:: STORED ROWS

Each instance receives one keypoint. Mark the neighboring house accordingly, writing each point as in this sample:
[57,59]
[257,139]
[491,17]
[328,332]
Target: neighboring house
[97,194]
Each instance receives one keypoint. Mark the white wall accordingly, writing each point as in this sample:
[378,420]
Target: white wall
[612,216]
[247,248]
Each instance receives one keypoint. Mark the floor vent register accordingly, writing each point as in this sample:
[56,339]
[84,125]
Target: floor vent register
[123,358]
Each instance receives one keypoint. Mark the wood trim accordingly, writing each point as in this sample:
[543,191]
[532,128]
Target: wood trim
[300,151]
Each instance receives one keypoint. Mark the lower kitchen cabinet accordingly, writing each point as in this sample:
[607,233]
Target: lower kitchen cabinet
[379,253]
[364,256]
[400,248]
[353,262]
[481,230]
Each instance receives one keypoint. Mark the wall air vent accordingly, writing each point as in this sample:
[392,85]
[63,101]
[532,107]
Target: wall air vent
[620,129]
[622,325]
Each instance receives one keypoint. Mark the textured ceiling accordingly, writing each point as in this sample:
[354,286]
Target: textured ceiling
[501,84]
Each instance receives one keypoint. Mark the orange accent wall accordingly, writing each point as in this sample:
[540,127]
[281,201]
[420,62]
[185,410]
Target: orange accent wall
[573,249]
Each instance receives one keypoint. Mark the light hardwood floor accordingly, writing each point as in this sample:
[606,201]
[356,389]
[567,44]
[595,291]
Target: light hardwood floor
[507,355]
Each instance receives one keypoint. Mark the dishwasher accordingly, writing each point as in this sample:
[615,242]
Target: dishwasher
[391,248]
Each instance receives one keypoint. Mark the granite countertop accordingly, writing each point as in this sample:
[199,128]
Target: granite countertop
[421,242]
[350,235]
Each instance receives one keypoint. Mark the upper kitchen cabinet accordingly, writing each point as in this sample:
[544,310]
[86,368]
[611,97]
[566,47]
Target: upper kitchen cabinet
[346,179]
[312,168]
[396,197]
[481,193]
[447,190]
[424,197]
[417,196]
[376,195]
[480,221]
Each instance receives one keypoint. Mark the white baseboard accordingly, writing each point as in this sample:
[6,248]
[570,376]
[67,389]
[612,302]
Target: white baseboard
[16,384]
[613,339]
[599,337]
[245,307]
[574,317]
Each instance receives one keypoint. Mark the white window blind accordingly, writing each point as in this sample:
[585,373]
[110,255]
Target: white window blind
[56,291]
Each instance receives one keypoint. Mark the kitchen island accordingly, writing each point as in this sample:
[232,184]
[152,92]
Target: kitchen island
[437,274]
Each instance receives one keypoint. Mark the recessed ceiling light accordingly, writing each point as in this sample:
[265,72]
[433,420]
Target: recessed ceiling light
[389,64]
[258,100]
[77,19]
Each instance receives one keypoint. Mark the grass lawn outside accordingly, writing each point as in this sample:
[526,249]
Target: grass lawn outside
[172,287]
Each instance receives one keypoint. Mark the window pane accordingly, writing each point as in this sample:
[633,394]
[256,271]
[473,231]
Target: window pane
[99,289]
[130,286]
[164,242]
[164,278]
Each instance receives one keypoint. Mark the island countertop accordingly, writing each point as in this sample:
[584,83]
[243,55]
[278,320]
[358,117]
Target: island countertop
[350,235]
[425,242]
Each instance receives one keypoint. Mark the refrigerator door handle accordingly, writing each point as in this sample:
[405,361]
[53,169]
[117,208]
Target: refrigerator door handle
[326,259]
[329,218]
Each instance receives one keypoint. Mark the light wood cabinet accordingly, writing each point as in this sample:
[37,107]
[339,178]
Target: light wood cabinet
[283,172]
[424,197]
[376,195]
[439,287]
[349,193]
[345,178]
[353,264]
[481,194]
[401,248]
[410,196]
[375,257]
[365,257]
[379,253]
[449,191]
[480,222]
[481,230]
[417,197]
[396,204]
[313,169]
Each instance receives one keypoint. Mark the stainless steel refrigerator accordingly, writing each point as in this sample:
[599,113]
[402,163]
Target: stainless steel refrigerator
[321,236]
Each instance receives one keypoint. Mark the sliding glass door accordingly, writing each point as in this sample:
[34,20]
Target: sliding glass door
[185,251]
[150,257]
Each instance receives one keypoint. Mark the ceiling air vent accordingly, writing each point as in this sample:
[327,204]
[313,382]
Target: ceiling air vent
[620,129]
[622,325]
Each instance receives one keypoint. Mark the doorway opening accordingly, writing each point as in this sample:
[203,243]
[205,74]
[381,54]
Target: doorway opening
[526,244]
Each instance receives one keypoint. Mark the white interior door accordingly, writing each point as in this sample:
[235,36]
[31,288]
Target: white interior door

::::

### THE EXERCISE
Copy all of the records above word for word, without changing or leaving out anything.

### RESULT OF THIS EXERCISE
Each instance receives one keypoint. Mark the neighboring house accordingly, writing each point as in this sample:
[57,59]
[257,139]
[491,17]
[328,332]
Target: neighboring house
[97,194]
Each instance receives one keypoint. Mark the white wall accordingly, writing each point as in this sample:
[378,420]
Target: white wall
[612,216]
[247,248]
Each instance receives one keypoint. Mark the floor vent register accordingly, writing each point as in this sample:
[56,339]
[84,125]
Target: floor vent register
[123,358]
Each instance receives one keypoint. Mark the wood trim accordingly, writing each point as in this sample:
[543,191]
[532,128]
Target: wood trim
[300,151]
Each instance receives one keypoint. Mark the lower kitchen cabinet accordingly, writing each point as in this sample:
[607,233]
Target: lower kitchen cabinet
[379,253]
[364,256]
[400,248]
[353,262]
[481,230]
Each instance receives one keypoint. Mark the wall air vent accordingly, writing each point as in this sample:
[392,85]
[63,101]
[532,107]
Target: wall air vent
[620,129]
[622,325]
Each instance receives one keypoint. Mark the textured ceiling accordingly, writing each point as in this sample:
[354,286]
Target: textured ceiling
[501,84]
Each instance receives one keypoint. Mark the orange accent wall accordingly, writing each point as in this sample:
[540,127]
[281,201]
[420,62]
[185,410]
Target: orange accent wall
[573,249]
Each instance receives one keypoint. Mark the light hardwood floor accordingly, writing each point as in this sample:
[606,201]
[356,389]
[567,44]
[595,291]
Target: light hardwood floor
[507,355]
Each instance receives one keypoint. Mark the dishwasher accordingly, writing each point as in this sample:
[615,242]
Target: dishwasher
[391,248]
Each instance receives one keypoint. Mark the granite countertop accordingly, writing each point as in this sample:
[199,128]
Target: granite countertop
[421,242]
[350,235]
Each instance receives one keypoint. Mark the upper kitchen cabinet accordingly, writing each point as in this sample:
[544,310]
[86,368]
[611,97]
[566,47]
Target: upper kitchen cabinet
[346,179]
[312,168]
[396,197]
[481,193]
[447,190]
[424,197]
[417,196]
[376,195]
[480,221]
Each instance receives one keypoint. Mark the white baseboard accordingly, writing each point as in this sample:
[6,248]
[570,376]
[67,389]
[612,302]
Target: white baseboard
[16,384]
[613,339]
[599,337]
[245,307]
[574,317]
Each instance receives one keypoint. Mark the white window blind accordingly, writing each point as in this sample:
[585,373]
[110,255]
Target: white window blind
[56,291]
Each instance receives one keypoint. Mark the kitchen island accordingly, writing each point as in this sample:
[232,184]
[152,92]
Target: kitchen island
[437,274]
Each instance receives one keypoint. Mark the recessed ceiling light accordingly, writing each point as in this sample:
[265,72]
[433,420]
Target: recessed ceiling light
[389,64]
[258,100]
[77,19]
Each instance receives one keypoint. Mark the grass lawn outside accordingly, writing each point as in this sample:
[526,249]
Target: grass lawn outside
[172,287]
Each instance receives one keypoint. Mark the window pane accordingly, writing each point as in this sample:
[633,394]
[256,271]
[473,231]
Target: window pane
[99,289]
[130,286]
[164,242]
[164,278]
Each instance receives one keypoint. Mark the island countertop accordingly, writing each point as in this sample:
[584,83]
[243,55]
[278,320]
[358,117]
Target: island countertop
[350,235]
[425,242]
Each instance receives one keypoint. Mark the refrigerator door handle accordingly, writing each point as in this sample:
[405,361]
[53,169]
[117,208]
Target: refrigerator door handle
[326,259]
[329,218]
Each instance receives one keypoint. Mark the light wood cabinet accordingly, writing each point as in this sample:
[37,107]
[339,178]
Target: light wood cabinet
[283,172]
[424,197]
[376,195]
[439,287]
[349,193]
[345,178]
[353,264]
[481,194]
[401,248]
[410,196]
[375,257]
[365,257]
[379,253]
[449,191]
[480,222]
[481,230]
[417,197]
[396,204]
[313,169]
Each instance receives one keypoint. Mark the stainless steel refrigerator accordingly, writing each point as in this sample:
[599,113]
[402,163]
Target: stainless steel refrigerator
[321,236]
Each instance receives one keypoint. Mark the sliding glass door accordingly, writing each point as in this sample:
[34,20]
Target: sliding glass door
[185,251]
[150,257]
Each instance receives one keypoint. Mark the ceiling air vent accordingly, writing each point as in this sample:
[327,204]
[313,382]
Target: ceiling air vent
[620,129]
[622,325]
Each instance receives one keypoint. Mark the doorway opening accordingly, writing each point as in this sample:
[203,243]
[205,74]
[381,54]
Target: doorway opening
[526,244]
Each instance receives one keypoint. Mark the white interior door accordingly, writing each point as in this sample:
[235,36]
[31,288]
Target: white interior door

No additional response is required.